**EXERCISE TASK 1**
Condense the paragraph in the game review that begins "1. Voice Acting is Sufficient" into a shorter version that keeps its main points.

**EXTRACTED TEXT**

192 of 237 people found the following review helpful
Good start, Okay Game, Some Flaws,
This review is from: Star Wars: The Old Republic - PC (DVD-ROM)
First off, I would say a 3.5/5 is more accurate, or a 7/10.
I will try to be as subjectively objective as I can. This is no Asheron's Call, Ultima Online, or Shadowbane. It is as much a theme park game as every other "AAA" MMO to come out in recent years. It looms as a shadow over other titles, such as Age of Conan or Star Trek Online. It is supremely better than anything modern except for the one dated title that everyone likes to compare it to... I won't even bother saying it because we all know which one. Does it share elements to this grossly successful "other" title? Of course it does. Just like "it" did, The Old Republic has copied elements from what worked in other, successful MMO titles. Is it a clone or a copy? I would have to say maybe, but it is something new and refreshing in many other ways. It is a theme park MMO... and that type of MMO hasn't changed much since Everquest (except to remove that pesky sandbox, which many of us still lament). Is it the be-all, end-all MMO... of course not. It has many flaws to rival it's merits.
Here's my quick breakdown:
1. Voice Acting is Sufficient. You won't hear anything as well-done as the Mass Effect series, but it is adequate... and in places, pretty good. It does have some good people, and that's where it shines. Nolan North is in it quite a bit, which alone means there's some good voice acting. The diversity and acting quality of a lot of the rest, however, is merely "adequate".
2. Stories are Adequate. The story lines in this game won't compete with a half-decent novel, but they are as entertaining as your run-of-the-mill prime time show.
3. Group Questing is Actually Entertaining. I have always hated being in a group for questing in any other MMO. It's a penalty, curbing reward possibilities and just making everything take longer. The conversation and dialogue with NPC's makes grouping with a friend much more enjoyable.
4. Instancing is at least Well-Done. I hate instancing... with a passion. Something ought to be said, though, about the way it was done to be less immersion breaking here. Walking through a glimmering force field into a private instance with NO load screen is a step forward, to be sure. Note: this only refers to private/group instancing WITHIN a zone. See #3 below for more elaboration.
5. Art Quality is Good. Sure, the graphics aren't top-notch (see "The Bad"), but the environments are often beautiful nonetheless. You don't need Arkham City graphics to be pretty (Arkham City was beautifully ugly), and ToR shines here. Worlds like Taris and Nar Shadda offer stark changes in artwork that is easy to appreciate.

**THE RECORDS**

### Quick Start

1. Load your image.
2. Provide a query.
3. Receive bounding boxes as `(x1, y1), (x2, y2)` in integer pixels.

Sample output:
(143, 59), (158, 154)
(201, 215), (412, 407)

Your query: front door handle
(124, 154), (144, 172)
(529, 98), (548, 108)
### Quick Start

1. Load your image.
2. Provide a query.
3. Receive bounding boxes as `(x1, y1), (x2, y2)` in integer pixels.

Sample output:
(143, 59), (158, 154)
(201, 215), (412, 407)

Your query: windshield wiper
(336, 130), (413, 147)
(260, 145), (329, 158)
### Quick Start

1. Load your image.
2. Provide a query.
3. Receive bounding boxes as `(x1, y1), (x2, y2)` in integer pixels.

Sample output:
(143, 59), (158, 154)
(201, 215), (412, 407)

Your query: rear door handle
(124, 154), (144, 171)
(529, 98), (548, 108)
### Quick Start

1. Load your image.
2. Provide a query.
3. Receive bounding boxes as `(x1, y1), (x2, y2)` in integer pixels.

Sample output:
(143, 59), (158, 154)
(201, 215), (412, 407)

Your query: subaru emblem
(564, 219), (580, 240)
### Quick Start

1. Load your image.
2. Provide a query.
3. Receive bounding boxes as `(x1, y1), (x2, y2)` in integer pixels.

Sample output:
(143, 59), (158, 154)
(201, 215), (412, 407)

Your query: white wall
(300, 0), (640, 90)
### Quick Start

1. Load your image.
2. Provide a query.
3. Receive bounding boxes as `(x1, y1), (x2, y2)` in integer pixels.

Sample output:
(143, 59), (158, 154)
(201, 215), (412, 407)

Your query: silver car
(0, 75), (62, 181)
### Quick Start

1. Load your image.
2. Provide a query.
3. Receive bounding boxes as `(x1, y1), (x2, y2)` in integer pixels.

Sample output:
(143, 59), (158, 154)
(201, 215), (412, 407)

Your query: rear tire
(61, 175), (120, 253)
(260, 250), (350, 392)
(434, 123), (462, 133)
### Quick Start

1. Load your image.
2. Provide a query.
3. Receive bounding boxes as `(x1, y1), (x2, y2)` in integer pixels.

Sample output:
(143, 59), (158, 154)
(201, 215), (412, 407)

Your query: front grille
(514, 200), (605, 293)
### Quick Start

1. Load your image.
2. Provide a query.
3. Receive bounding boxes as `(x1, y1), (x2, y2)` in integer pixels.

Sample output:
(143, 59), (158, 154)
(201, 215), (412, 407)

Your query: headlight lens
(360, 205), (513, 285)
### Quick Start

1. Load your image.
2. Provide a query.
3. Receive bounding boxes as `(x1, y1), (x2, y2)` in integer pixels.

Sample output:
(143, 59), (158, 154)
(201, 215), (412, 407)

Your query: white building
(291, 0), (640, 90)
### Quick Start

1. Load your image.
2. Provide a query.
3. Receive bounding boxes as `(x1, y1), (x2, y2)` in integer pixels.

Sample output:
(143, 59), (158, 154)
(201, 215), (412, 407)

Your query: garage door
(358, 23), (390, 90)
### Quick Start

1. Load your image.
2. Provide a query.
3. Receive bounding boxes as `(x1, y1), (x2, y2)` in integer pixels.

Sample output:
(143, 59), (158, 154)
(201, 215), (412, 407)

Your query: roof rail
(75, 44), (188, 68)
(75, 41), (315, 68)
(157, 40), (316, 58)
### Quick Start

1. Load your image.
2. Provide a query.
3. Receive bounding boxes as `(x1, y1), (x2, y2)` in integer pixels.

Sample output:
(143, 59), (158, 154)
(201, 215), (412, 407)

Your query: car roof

**EXERCISE TASK 2**
Find every line in the rows above that contains the string "handle" and copy each one.

**WORKED SOLUTION 1**
1. Voice Acting is Sufficient. It doesn't match the Mass Effect series, but it is adequate and sometimes pretty good. Its strength is a few good performers, notably Nolan North, who appears often. The range and quality of most other performances are only adequate.

**WORKED SOLUTION 2**
Your query: front door handle
Your query: rear door handle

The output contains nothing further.